____ Passage

Magnetic resonance imaging (MRI) uses the nuclear magnetic resonance (NMR) phenomenon to produce images of patient anatomy. According to MRI techniques, a substance (e.g., human tissue) is subjected to a main polarizing magnetic field, causing the individual magnetic moments of the nuclear spins in the tissue to process about the polarizing field in random order at their characteristic Larmor frequency, in an attempt to align with the field. A net magnetic moment Mz is produced in the direction of the polarizing field, and the randomly-oriented magnetic components in the perpendicular plane (the x-y plane) cancel out one another.
The substance is then subjected to an excitation field (e.g., created by emission of a radiofrequency (RF) pulse) which is in the x-y plane and near the Larmor frequency, causing the net aligned magnetic moment Mz to rotate into the x-y plane so as to produce a net transverse magnetic moment Mt, which is rotating, or spinning, in the x-y plane at the Larmor frequency. The excitation field is terminated and signals are emitted by the excited spins as they return to their pre-excitation field state. The emitted signals are detected, digitized and processed to reconstruct an image using one of many well-known MR reconstruction techniques.
An RF pulse may be emitted as a magnetization preparation step in order to enhance or suppress signals from certain tissue so as to generate desired levels of contrast in the resulting image. For example, an inversion, or saturation, pulse is used in non-contrast-enhanced angiography to suppress venous blood in order to highlight the arterial system.
Systems providing high main magnetic field strengths are increasingly available, with the promise of obtaining images exhibiting ever-higher resolution or Signal-to-Noise ratios. However, emitted RF fields are substantially inhomogeneous at high main magnetic field strengths due to, for example, RF penetration issues and RF coil design issues. The effectiveness of standard RF pulses to selectively enhance or suppress signals is therefore compromised at higher main magnetic field strengths, resulting in degraded image contrast and quality.
In order to address this inhomogeneity, standard RF pulses are conventionally replaced with adiabatic equivalents, such as the hyperbolic secant inversion pulse. Alternative adiabatic equivalents include numerically-optimized adiabatic pulses such as frequency offset corrected inversion (FOCI) pulses, which provide improved slice profiles and tissue suppression at lower RF amplitudes. Unfortunately, the adiabatic performance of an adiabatic pulse is sensitive to changes in its defining pulse parameters such as duration, frequency sweep, slice thickness, etc. Accordingly, an adiabatic pulse which has been numerically-optimized with respect to particular pulse parameters may not function as intended if one or more of those parameters is changed.

________
____ Data excerpts

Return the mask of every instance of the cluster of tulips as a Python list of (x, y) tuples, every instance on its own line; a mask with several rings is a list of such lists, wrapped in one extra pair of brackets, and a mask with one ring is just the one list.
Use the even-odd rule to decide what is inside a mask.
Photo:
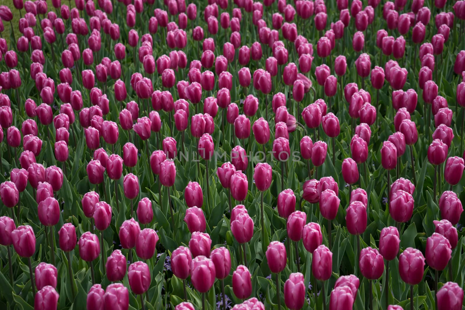
[(5, 309), (462, 309), (465, 0), (12, 2)]

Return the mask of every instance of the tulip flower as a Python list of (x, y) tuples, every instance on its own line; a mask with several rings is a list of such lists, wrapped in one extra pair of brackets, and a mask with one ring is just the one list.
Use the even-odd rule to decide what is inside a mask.
[(50, 285), (44, 286), (37, 294), (34, 294), (34, 309), (56, 310), (59, 297), (54, 287)]
[(129, 292), (122, 283), (113, 283), (106, 287), (103, 295), (103, 305), (115, 309), (127, 309), (129, 305)]
[(144, 309), (143, 295), (148, 290), (152, 282), (148, 265), (140, 261), (131, 264), (127, 270), (127, 278), (133, 292), (140, 296), (140, 302)]
[(439, 310), (458, 310), (462, 308), (463, 299), (463, 289), (454, 282), (446, 282), (436, 294)]
[(407, 248), (399, 257), (399, 274), (404, 282), (410, 285), (410, 307), (413, 309), (413, 285), (423, 278), (425, 257), (416, 249)]
[[(371, 247), (362, 249), (360, 252), (360, 259), (359, 263), (360, 272), (365, 277), (369, 280), (369, 290), (372, 289), (372, 282), (373, 280), (379, 278), (383, 275), (384, 271), (384, 263), (383, 257), (378, 250)], [(370, 295), (370, 309), (372, 309), (373, 296)]]

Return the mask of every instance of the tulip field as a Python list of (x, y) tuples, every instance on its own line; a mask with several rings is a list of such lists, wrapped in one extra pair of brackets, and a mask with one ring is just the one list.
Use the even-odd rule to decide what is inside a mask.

________

> **Work to complete**:
1. Answer these questions about the MRI passage.
(a) At what frequency do the nuclear spins process about the polarizing field?
(b) In non-contrast-enhanced angiography, what does an inversion or saturation pulse suppress?
(c) What adiabatic pulse is named as a conventional replacement for standard RF pulses?
2. In the MRI passage, rewrite the part from "The substance is" to "MR reconstruction techniques.", substituting "converted to digital form" for "digitized".
3. According to the MRI passage, why are standard RF pulses less effective at enhancing or suppressing signals at higher main magnetic field strengths?

> **Outputs by task**:
1.
(a) Their characteristic Larmor frequency.
(b) Venous blood.
(c) The hyperbolic secant inversion pulse.

2.
The substance is then subjected to an excitation field (e.g., created by emission of a radiofrequency (RF) pulse) which is in the x-y plane and near the Larmor frequency, causing the net aligned magnetic moment Mz to rotate into the x-y plane so as to produce a net transverse magnetic moment Mt, which is rotating, or spinning, in the x-y plane at the Larmor frequency. The excitation field is terminated and signals are emitted by the excited spins as they return to their pre-excitation field state. The emitted signals are detected, converted to digital form and processed to reconstruct an image using one of many well-known MR reconstruction techniques.

3. At high main magnetic field strengths, the emitted RF fields are substantially inhomogeneous. RF penetration issues and RF coil design issues are among the causes. This weakens the pulses' ability to selectively enhance or suppress signals, which degrades image contrast and quality.